## What is asked
Copy all of the material below line for line, leaving out the pictures.
━━━━━━━━━━━━━━━━━━━━━━━━━━━━━━
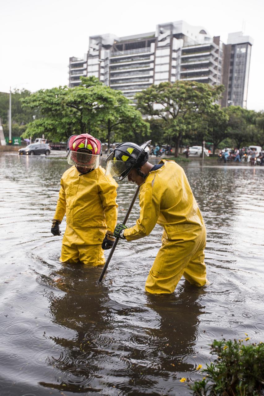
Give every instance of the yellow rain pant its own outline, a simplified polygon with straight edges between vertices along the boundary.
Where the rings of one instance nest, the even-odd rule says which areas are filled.
[[[163,228],[162,245],[145,285],[153,294],[173,293],[183,275],[196,286],[207,283],[203,216],[182,168],[173,161],[161,162],[140,186],[139,219],[124,232],[129,241],[149,235],[157,223]]]
[[[106,231],[106,229],[99,227],[74,230],[67,226],[62,239],[60,261],[72,263],[80,262],[93,266],[103,265],[105,260],[101,244]],[[94,244],[87,244],[84,238],[86,236],[87,240],[87,236],[90,236],[90,242],[93,238]]]
[[[172,240],[163,237],[162,245],[147,277],[145,290],[153,294],[172,293],[183,275],[197,286],[206,283],[204,226],[195,240]]]

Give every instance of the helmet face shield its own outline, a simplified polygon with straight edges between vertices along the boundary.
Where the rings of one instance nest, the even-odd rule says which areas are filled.
[[[114,157],[113,152],[108,156],[106,160],[105,175],[111,175],[112,176],[118,176],[121,180],[126,176],[133,166],[131,163],[117,160]]]
[[[67,162],[75,166],[95,169],[99,166],[100,156],[71,150],[67,157]]]

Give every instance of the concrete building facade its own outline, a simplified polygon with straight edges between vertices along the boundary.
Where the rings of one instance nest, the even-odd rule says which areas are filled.
[[[91,36],[83,59],[70,58],[69,86],[78,85],[80,76],[94,76],[134,100],[137,92],[162,82],[224,84],[226,97],[222,105],[235,98],[233,104],[239,102],[244,107],[252,41],[237,33],[230,34],[228,40],[225,45],[219,36],[212,37],[203,27],[183,21],[159,24],[155,31],[145,34]],[[242,62],[245,53],[239,46],[245,43],[246,56]]]

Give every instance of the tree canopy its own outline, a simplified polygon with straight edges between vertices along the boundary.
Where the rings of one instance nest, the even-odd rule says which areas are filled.
[[[128,129],[143,135],[149,129],[121,92],[94,77],[82,78],[82,84],[73,88],[40,90],[22,102],[24,108],[35,112],[24,137],[44,133],[48,139],[61,141],[70,135],[87,132],[105,139],[114,131],[119,135]]]
[[[197,129],[201,114],[215,111],[214,102],[223,90],[222,86],[193,81],[162,82],[137,94],[138,108],[143,114],[163,120],[164,133],[173,140],[176,156],[182,137]]]

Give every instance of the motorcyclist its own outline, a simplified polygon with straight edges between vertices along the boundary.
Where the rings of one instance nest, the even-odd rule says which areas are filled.
[[[156,157],[160,154],[160,148],[159,145],[157,145],[154,150],[154,153]]]
[[[117,217],[117,184],[99,166],[102,145],[90,135],[71,136],[67,160],[73,166],[64,172],[51,232],[60,235],[66,213],[60,261],[103,265],[103,249],[110,249]]]
[[[229,156],[230,156],[230,154],[228,150],[227,149],[227,148],[225,149],[225,152],[223,154],[223,156],[224,157],[224,160],[225,162],[225,163],[226,163],[226,161],[227,160],[228,158],[228,157],[229,157]]]
[[[106,174],[140,186],[140,213],[136,224],[115,227],[114,235],[130,241],[148,235],[156,223],[164,228],[162,244],[146,282],[152,294],[173,293],[182,276],[197,286],[207,282],[203,217],[183,169],[174,161],[148,162],[144,147],[130,142],[116,147],[107,159]]]

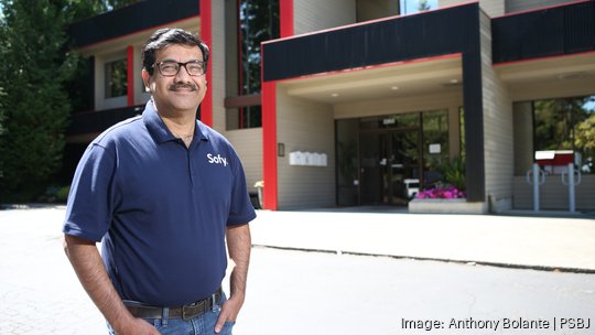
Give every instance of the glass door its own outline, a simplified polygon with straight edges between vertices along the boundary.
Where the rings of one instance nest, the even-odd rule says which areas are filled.
[[[407,205],[419,190],[420,131],[359,134],[359,203]]]

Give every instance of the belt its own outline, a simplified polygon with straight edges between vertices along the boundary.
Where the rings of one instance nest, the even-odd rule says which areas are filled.
[[[183,318],[190,320],[204,314],[213,309],[223,295],[221,288],[215,293],[203,300],[185,304],[180,307],[156,307],[148,305],[131,304],[127,305],[128,311],[134,317],[141,318]],[[214,300],[215,299],[215,300]]]

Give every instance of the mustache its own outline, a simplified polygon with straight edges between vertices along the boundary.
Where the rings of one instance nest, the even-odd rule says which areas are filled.
[[[188,88],[192,90],[198,90],[198,86],[192,84],[192,83],[176,83],[170,85],[169,89],[178,89],[178,88]]]

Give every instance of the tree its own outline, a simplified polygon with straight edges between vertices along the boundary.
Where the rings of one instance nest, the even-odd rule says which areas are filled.
[[[0,199],[31,201],[60,169],[74,74],[74,21],[139,0],[0,0]],[[76,93],[75,93],[76,95]]]
[[[418,11],[429,11],[431,9],[430,3],[428,3],[428,0],[420,0],[418,4]]]
[[[0,197],[29,201],[60,168],[71,112],[63,84],[76,56],[66,48],[63,1],[0,0]]]

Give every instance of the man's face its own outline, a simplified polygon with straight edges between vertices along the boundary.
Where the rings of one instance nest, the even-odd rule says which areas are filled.
[[[155,64],[202,62],[203,53],[198,46],[174,44],[159,51],[155,58]],[[147,71],[143,71],[142,78],[145,87],[151,90],[158,111],[162,115],[194,114],[205,97],[205,75],[191,76],[184,66],[180,66],[175,76],[167,77],[162,75],[155,65],[153,75],[150,76]]]

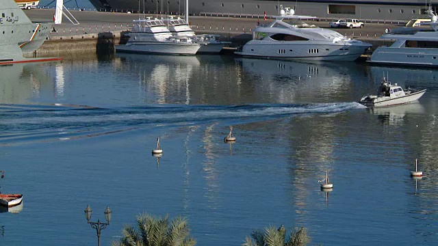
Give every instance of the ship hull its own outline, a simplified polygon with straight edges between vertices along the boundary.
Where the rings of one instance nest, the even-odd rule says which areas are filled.
[[[194,55],[199,49],[198,44],[175,44],[139,42],[127,45],[116,45],[116,52],[158,55]]]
━━━━━━━━━━━━━━━━━━━━━━━━━━━━━━
## Reply
Give every instance of the yellow rain pant its own outline, a simplified polygon with straight edges between vertices along the boundary.
Where the rings of one instance nest, the even-odd rule says which areas are filled.
[[[163,228],[162,245],[145,285],[153,294],[173,293],[183,275],[196,286],[207,283],[203,216],[182,168],[173,161],[161,162],[140,186],[139,219],[124,232],[129,241],[149,235],[157,223]]]
[[[106,231],[106,229],[99,227],[74,230],[67,226],[62,239],[60,261],[72,263],[80,262],[93,266],[103,265],[105,260],[101,244]],[[94,244],[87,244],[84,238],[86,236],[87,240],[87,236],[90,236],[90,242],[93,238]]]
[[[172,240],[163,237],[162,245],[147,277],[145,290],[153,294],[172,293],[183,275],[197,286],[206,283],[204,226],[195,240]]]

Give every instance of the helmet face shield its own outline, a simplified polygon with straight edges between vertices along the boundary.
Where the rings of one instance nest, the even-odd rule says which areas are filled.
[[[114,157],[113,152],[108,156],[106,160],[105,175],[111,175],[112,176],[118,176],[121,180],[126,176],[133,166],[131,163],[117,160]]]
[[[67,162],[75,166],[95,169],[99,166],[100,156],[71,150],[67,157]]]

Give every instance of the concrete building facade its own outline, a simplified polygon with straight edges between vertices along the boundary.
Where the rings of one instance nest, the even-odd rule says which areas are filled.
[[[91,36],[83,59],[70,58],[69,86],[78,85],[80,76],[94,76],[134,100],[137,92],[162,82],[224,84],[226,97],[222,105],[235,98],[233,104],[239,102],[244,107],[252,41],[237,33],[230,34],[228,40],[225,45],[219,36],[212,37],[203,27],[183,21],[159,24],[155,31],[145,34]],[[242,62],[245,53],[239,46],[245,43],[246,56]]]

Give every instance of the tree canopy its own outline, a simplified polygon with straight edges between vertices along the boundary.
Where the rings of one instance nest, the even-odd rule says which areas are filled.
[[[128,129],[143,135],[149,129],[121,92],[94,77],[82,78],[82,84],[73,88],[40,90],[22,102],[24,108],[35,112],[24,137],[44,133],[48,139],[61,141],[70,135],[87,132],[105,139],[114,131],[119,135]]]
[[[197,129],[201,114],[215,111],[214,102],[223,90],[222,86],[193,81],[162,82],[137,94],[138,108],[143,114],[163,120],[164,133],[173,140],[176,156],[182,137]]]

Give every instance of the motorcyclist its own outline, a simplified polygon with straight edges between vertices along the boundary.
Where the rings of one instance nest, the even-odd rule says which areas are filled.
[[[156,157],[160,154],[160,148],[159,145],[157,145],[154,150],[154,153]]]
[[[117,217],[117,184],[99,166],[102,145],[90,135],[71,136],[67,160],[73,166],[64,172],[51,232],[60,235],[66,213],[60,261],[103,265],[103,249],[110,249]]]
[[[229,156],[230,156],[230,154],[228,150],[227,149],[227,148],[225,149],[225,152],[223,154],[223,156],[224,157],[224,160],[225,162],[225,163],[226,163],[226,161],[227,160],[228,158],[228,157],[229,157]]]
[[[106,174],[140,186],[140,213],[136,224],[115,227],[114,235],[130,241],[148,235],[156,223],[164,228],[162,244],[146,282],[152,294],[173,293],[182,276],[197,286],[207,282],[203,217],[183,169],[174,161],[148,162],[144,147],[130,142],[116,147],[107,159]]]

Give every instance of the glass door its own outline, a simplified polygon with straight edges between vertices along the boundary.
Where the rings of one instance nest, the even-odd rule says which areas are filled.
[[[407,205],[419,190],[420,131],[359,134],[359,203]]]

Give every instance of the belt its own outline, a simplified polygon with straight edges between vertices along the boundary.
Where the rings of one instance nest, the even-odd rule says which areas are filled.
[[[183,318],[190,320],[204,314],[213,309],[223,295],[221,288],[215,293],[203,300],[185,304],[180,307],[156,307],[148,305],[131,304],[127,305],[128,311],[134,317],[141,318]],[[214,300],[215,299],[215,300]]]

Give every instance of the mustache its own outline, a simplified polygon with straight edges between vertices along the boundary.
Where the rings of one instance nest, the even-odd rule says which areas are filled.
[[[188,88],[192,90],[198,90],[198,86],[192,84],[192,83],[176,83],[170,85],[169,89],[178,89],[178,88]]]

Give every instance of the tree its own outline, a simplified polygon with straight edges between vertices along the boundary.
Where the rings of one instance nest, the even-odd rule says which areas are filled.
[[[0,199],[31,201],[60,169],[74,74],[74,21],[139,0],[0,0]],[[76,93],[75,93],[76,95]]]
[[[418,11],[429,11],[431,9],[430,3],[428,3],[428,0],[420,0],[418,4]]]
[[[0,197],[29,201],[60,168],[71,112],[63,84],[76,56],[66,48],[63,1],[0,0]]]

Give every instance of the man's face its own outline, a simplified polygon with straight edges between vertices along the boundary.
Where the rings of one instance nest, the even-odd rule says which areas are filled.
[[[155,64],[202,62],[203,53],[198,46],[174,44],[159,51],[155,58]],[[147,71],[143,71],[142,78],[145,87],[151,90],[158,111],[162,115],[194,114],[205,97],[205,75],[191,76],[184,66],[180,66],[175,76],[167,77],[162,75],[155,65],[153,75],[150,76]]]

Give every instance of the ship hull its own outline, a simplified polygon with straight edges between vertices along the boundary.
Where the rings of one instance nest, the even-odd rule says which areas are filled.
[[[194,55],[199,49],[198,44],[175,44],[139,42],[127,45],[116,45],[116,52],[158,55]]]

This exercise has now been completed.